> [Exercise requirements]:
This exercise requires an exact copy of each line from the one containing "Pass this photo to locate to point out the golden" down to the last line below.

> [Data for this task]:
——

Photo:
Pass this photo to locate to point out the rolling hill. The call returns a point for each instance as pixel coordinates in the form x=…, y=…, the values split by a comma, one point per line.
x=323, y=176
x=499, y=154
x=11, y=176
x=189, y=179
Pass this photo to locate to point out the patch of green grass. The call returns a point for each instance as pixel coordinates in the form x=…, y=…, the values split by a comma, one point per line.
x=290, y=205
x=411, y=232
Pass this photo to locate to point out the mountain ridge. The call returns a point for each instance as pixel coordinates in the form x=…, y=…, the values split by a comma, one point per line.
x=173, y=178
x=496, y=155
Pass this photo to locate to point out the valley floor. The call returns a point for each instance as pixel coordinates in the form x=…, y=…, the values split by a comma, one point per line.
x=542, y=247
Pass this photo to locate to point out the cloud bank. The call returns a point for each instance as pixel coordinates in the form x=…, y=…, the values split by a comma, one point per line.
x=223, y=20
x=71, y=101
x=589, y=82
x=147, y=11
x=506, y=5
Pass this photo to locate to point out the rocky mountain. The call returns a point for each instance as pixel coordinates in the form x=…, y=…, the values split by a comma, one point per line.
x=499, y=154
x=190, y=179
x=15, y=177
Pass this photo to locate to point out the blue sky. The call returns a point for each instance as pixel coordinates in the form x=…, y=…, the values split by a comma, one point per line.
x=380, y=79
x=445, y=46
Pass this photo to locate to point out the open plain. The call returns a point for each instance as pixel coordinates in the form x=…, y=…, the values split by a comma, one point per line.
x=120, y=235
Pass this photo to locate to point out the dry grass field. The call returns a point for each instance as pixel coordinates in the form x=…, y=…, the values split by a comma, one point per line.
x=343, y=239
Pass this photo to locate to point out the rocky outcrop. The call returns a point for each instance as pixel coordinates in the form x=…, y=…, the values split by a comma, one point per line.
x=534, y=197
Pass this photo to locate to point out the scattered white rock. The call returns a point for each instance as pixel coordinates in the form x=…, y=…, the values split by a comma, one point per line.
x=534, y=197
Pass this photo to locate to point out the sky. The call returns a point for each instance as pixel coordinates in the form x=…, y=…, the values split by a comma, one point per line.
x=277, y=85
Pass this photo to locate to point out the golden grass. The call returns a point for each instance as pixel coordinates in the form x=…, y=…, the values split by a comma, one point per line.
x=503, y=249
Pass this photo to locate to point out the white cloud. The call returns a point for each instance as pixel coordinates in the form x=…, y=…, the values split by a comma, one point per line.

——

> [Answer to the exercise]:
Pass this photo to locate to point out the golden grass. The call returns a point for each instance as pixel coordinates in the form x=…, y=…, the values split by a comma, one point per line.
x=503, y=249
Pass this photo to locate to point out the white cloud. The call returns a point for each instance as pixel coordinates in the form x=…, y=…, the values split by a comma, one point per line.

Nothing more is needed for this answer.